» PROMPT 1
Answer these questions about the Interbike 2004 demo day report, using only what the report states:
(a) What did some booths offer to draw people to them?
(b) How many bikes did the writers ride on the second day?
(c) For how many years has Marcus Storck been building the Adrenalin?
» PROMPT 2
Continue the Interbike 2004 demo day report from its last sentence, keeping its voice.

» SELECTED PASSAGE

** Start **

Interbike 2004 – Outdoor Demo Day 2
The second day of Interbike’s Outdoor Demo proved to be substantially busier than the first, with loads of retailers taking the opportunity to try out the bikes they’ll be selling (or, just as usefully, the ones they won’t). Queues were commonplace at quite a few booths, while others sought to draw people to them with free food, free beer, music and so on.
We managed to trundle out on another five bikes today, although we’re afraid there’s still a paucity of hardtails. That’s something of a reflection of the bikes that are being shown, though – the vast majority of the bikes at the Demo are full-sussers, with some brands who make both leaving the hardtails at home.
Usual first-impressions-only disclaimers apply – we haven’t had enough time on any of these bikes to draw any conclusions. We’ll save those for full tests as the year goes on…
OK, the Adrenalin’s not actually a new bike. But it’s new to us and that what counts. Marcus Storck has been building these for nine years, though. Obviously there’s been the usual running changes and tweaks over the years but crucially if you bought one in 1995 you could fit parts from the current bike to it.

** End **

» GIVEN ENTRIES

** Start **

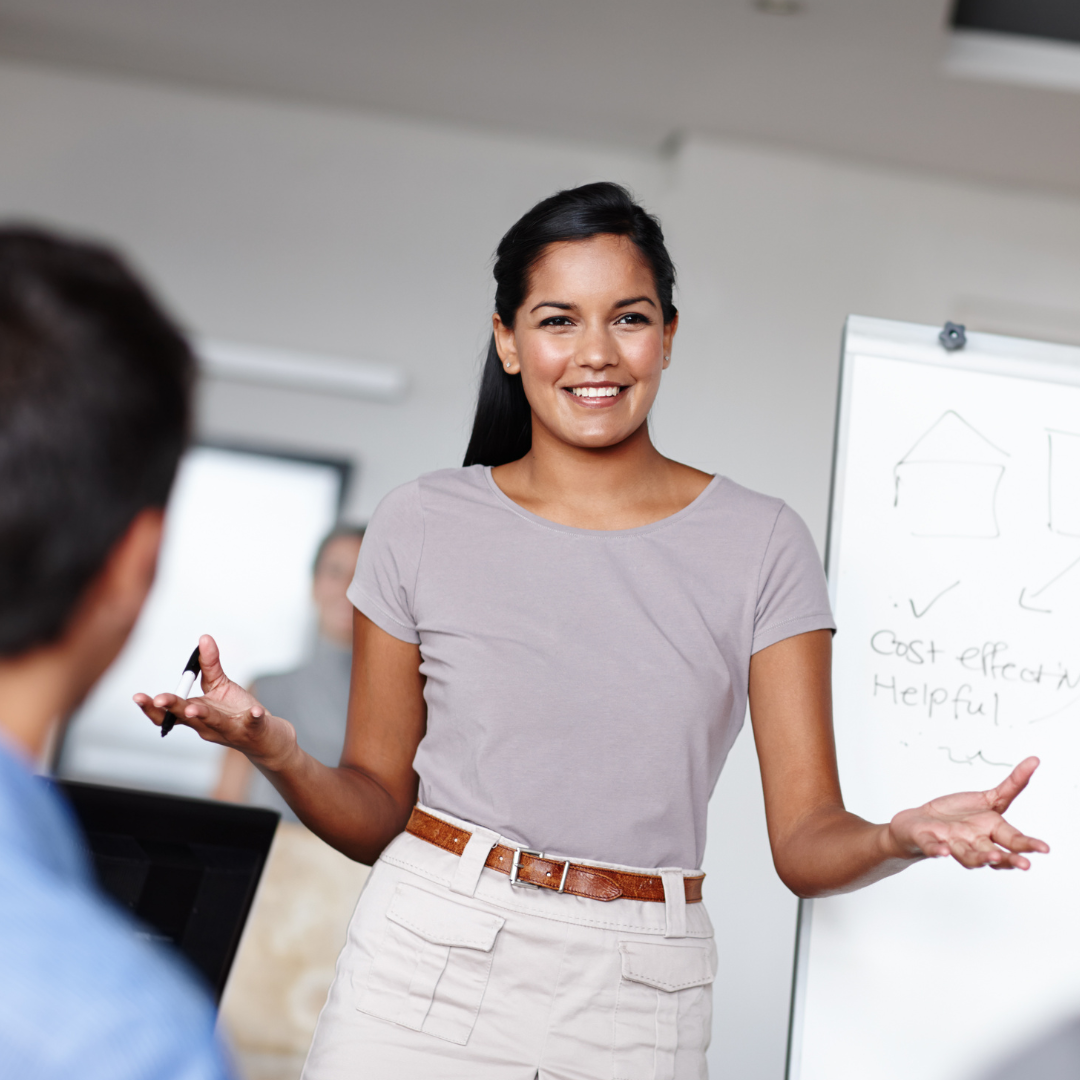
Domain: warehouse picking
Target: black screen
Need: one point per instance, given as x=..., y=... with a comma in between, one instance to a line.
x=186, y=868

** End **
** Start **

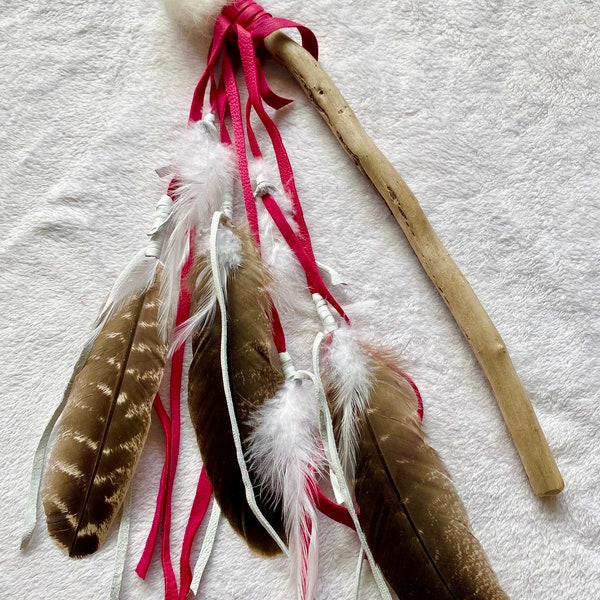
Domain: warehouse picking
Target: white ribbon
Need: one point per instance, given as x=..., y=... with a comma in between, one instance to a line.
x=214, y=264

** End **

» FINAL ANSWER 1
(a) Free food, free beer, music and so on.
(b) Five.
(c) Nine years.

» FINAL ANSWER 2
The suspension design is Storck’s version of the common not-quite-a-four-bar system. Common now, that is, but not all that common when Storck devised it. It’s a decent enough system when done right, but it’s at its best in shorter travel applications. Perhaps with this in mind, the Adrenalin sticks to 85mm travel at the rear but is designed to run 120mm forks up front.
The overall effect is somehow hardtail like, only more comfortable and with better travel. Plenty of oversized tubing, chunky forged linkages and bearings at all the pivots make for a stiff, solid ride. Storck bikes are legendary for build quality, and the Adrenalin is no exception. More surprisingly, it’s actually quite reasonably priced at 1,500 Euros for the frame. It’s also available in five sizes from 15 to 23in so there should be one to fit nearly everyone.
In a word: Unpretentious
While we were at the Storck booth, we couldn’t resist taking the flagship Organic for a spin. The all-carbon 120mm travel full susser looks amazing. Whether it looks good or bad is largely subjective, but its appearance will amaze either way.
Twenty-seven separate moulds are used to make each Organic, and despite the appearance of bulk it’s very light – just 2.2kg including the shock. The suspension design is a double-linkage virtual pivot-style arrangement, with the top link being a huge square carbon piece and the shock being tucked between the two links and offset to the left. Running an offset shock requires the bits that it’s attached to to be suitably stiff, and certainly it’s hard to detect any assymetry or wibbliness out on the trail.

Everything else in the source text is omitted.